[Task brief] Pull out every line of the items below that contains the word "hillside".

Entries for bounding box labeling
* Start *
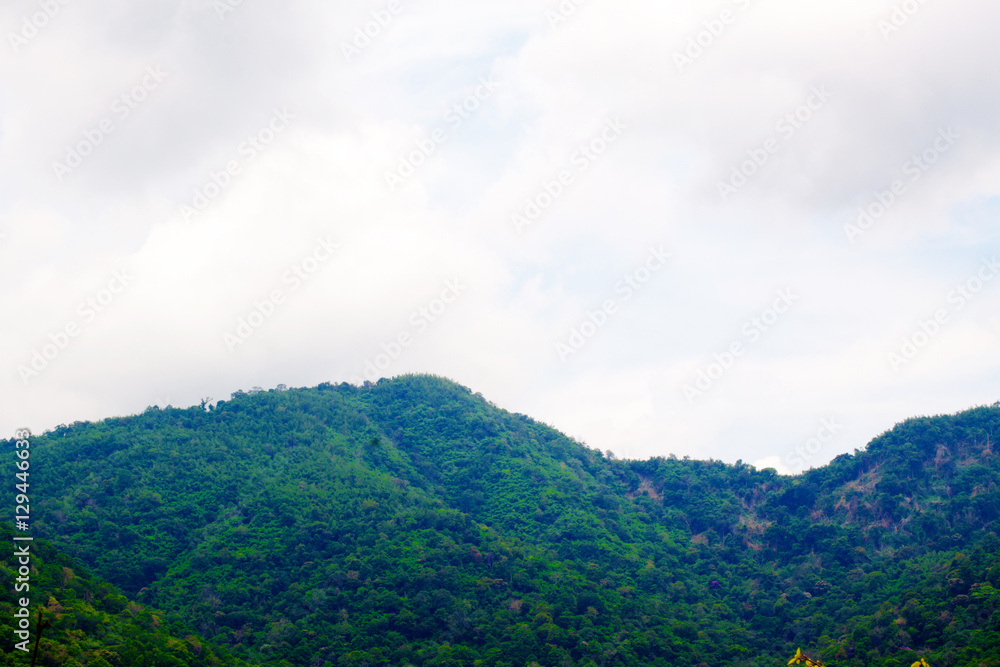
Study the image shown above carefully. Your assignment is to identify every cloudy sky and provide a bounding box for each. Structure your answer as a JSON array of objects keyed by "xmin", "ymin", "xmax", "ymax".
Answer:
[{"xmin": 0, "ymin": 0, "xmax": 1000, "ymax": 472}]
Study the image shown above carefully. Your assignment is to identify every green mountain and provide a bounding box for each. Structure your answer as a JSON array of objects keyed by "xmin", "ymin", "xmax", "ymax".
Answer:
[{"xmin": 0, "ymin": 376, "xmax": 1000, "ymax": 667}]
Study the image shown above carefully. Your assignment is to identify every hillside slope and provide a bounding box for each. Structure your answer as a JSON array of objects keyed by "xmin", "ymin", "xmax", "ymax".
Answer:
[{"xmin": 1, "ymin": 376, "xmax": 1000, "ymax": 667}]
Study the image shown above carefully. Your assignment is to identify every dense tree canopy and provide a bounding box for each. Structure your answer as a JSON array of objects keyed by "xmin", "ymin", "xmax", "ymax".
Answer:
[{"xmin": 0, "ymin": 376, "xmax": 1000, "ymax": 667}]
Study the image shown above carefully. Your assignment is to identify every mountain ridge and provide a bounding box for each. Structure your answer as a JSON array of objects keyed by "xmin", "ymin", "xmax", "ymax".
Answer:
[{"xmin": 1, "ymin": 375, "xmax": 1000, "ymax": 667}]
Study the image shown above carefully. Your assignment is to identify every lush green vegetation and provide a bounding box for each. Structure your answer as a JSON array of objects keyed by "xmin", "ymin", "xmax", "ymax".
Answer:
[{"xmin": 0, "ymin": 376, "xmax": 1000, "ymax": 667}]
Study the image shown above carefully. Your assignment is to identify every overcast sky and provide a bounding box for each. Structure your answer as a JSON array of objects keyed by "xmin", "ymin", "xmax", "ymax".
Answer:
[{"xmin": 0, "ymin": 0, "xmax": 1000, "ymax": 472}]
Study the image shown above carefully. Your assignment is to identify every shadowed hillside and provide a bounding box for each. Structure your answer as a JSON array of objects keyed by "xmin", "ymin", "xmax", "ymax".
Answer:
[{"xmin": 6, "ymin": 376, "xmax": 1000, "ymax": 667}]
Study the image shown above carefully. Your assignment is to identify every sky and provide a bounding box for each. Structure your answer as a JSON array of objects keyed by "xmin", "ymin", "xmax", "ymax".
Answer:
[{"xmin": 0, "ymin": 0, "xmax": 1000, "ymax": 474}]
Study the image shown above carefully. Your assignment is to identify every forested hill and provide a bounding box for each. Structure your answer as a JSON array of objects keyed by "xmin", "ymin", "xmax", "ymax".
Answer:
[{"xmin": 0, "ymin": 376, "xmax": 1000, "ymax": 667}]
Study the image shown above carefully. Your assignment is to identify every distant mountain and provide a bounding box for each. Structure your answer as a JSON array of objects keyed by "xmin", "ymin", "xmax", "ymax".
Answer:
[{"xmin": 0, "ymin": 376, "xmax": 1000, "ymax": 667}]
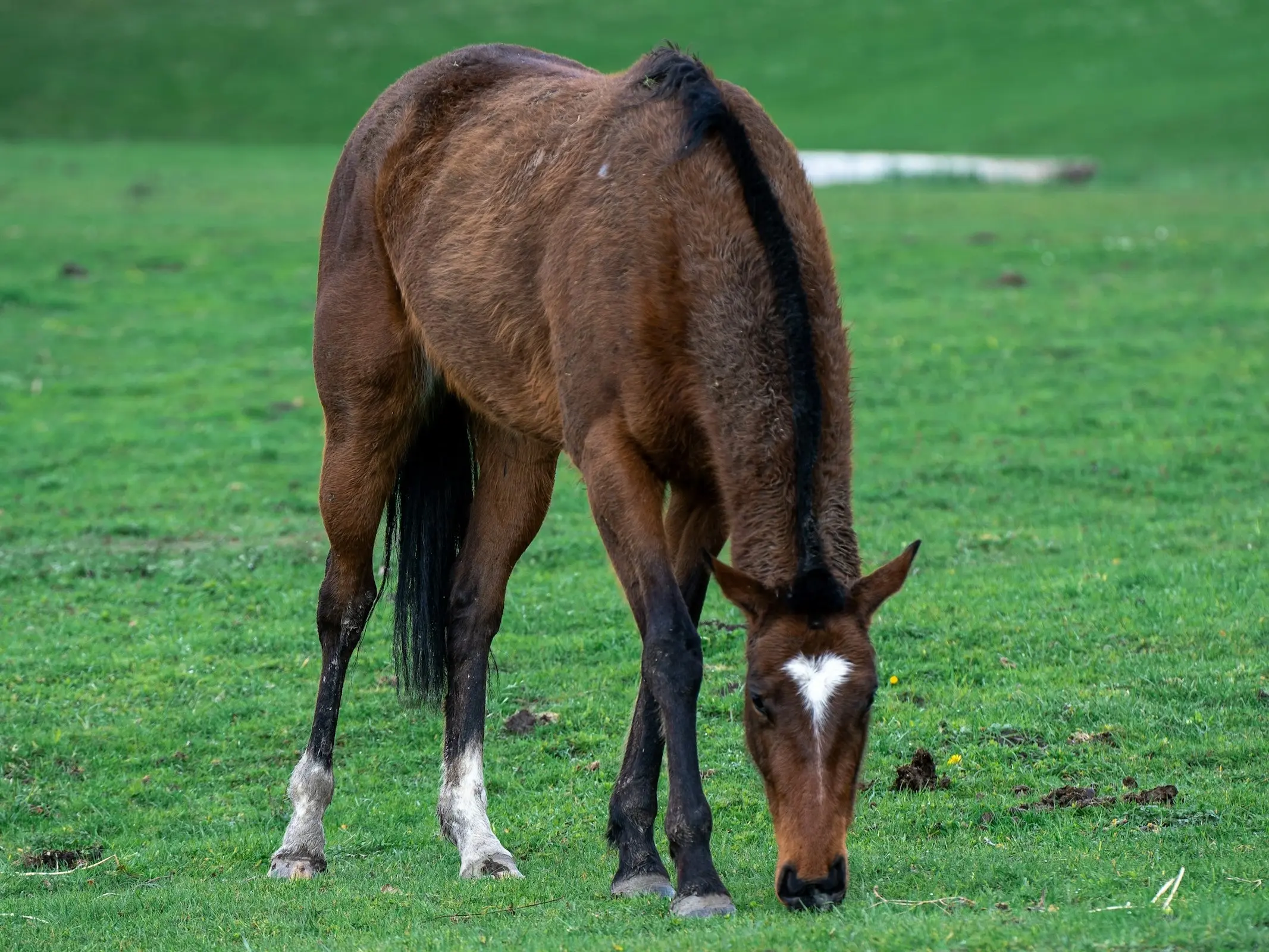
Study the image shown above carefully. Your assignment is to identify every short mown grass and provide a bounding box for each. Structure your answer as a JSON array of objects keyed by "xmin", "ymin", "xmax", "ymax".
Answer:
[{"xmin": 0, "ymin": 137, "xmax": 1269, "ymax": 950}]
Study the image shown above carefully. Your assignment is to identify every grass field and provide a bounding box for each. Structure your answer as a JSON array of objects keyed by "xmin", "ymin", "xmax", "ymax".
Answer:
[
  {"xmin": 0, "ymin": 0, "xmax": 1269, "ymax": 952},
  {"xmin": 0, "ymin": 145, "xmax": 1269, "ymax": 950},
  {"xmin": 7, "ymin": 0, "xmax": 1269, "ymax": 178}
]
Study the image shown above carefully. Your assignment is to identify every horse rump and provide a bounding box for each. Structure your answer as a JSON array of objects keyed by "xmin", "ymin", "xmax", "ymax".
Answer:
[{"xmin": 383, "ymin": 390, "xmax": 476, "ymax": 704}]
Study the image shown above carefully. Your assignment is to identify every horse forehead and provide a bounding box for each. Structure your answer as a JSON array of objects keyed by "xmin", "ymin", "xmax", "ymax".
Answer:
[{"xmin": 783, "ymin": 651, "xmax": 854, "ymax": 727}]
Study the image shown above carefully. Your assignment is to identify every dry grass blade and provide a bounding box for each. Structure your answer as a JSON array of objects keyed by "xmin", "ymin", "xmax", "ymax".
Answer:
[
  {"xmin": 0, "ymin": 913, "xmax": 49, "ymax": 925},
  {"xmin": 14, "ymin": 853, "xmax": 120, "ymax": 876},
  {"xmin": 421, "ymin": 896, "xmax": 563, "ymax": 923},
  {"xmin": 869, "ymin": 886, "xmax": 973, "ymax": 915}
]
* End *
[Task result]
Study the image shown above carefully. Your assignment is to identify every hillside slope and provide a bounding box for each. Structure your answer as a JSON array of objects keyed by "xmin", "ymin", "xmax", "ymax".
Study the image shown above carefully. Your assignment is to identify every shadowed hillside and provide a bounding box for each. Structure your answer as a JSON array of objects keyed by "xmin", "ymin", "xmax", "ymax".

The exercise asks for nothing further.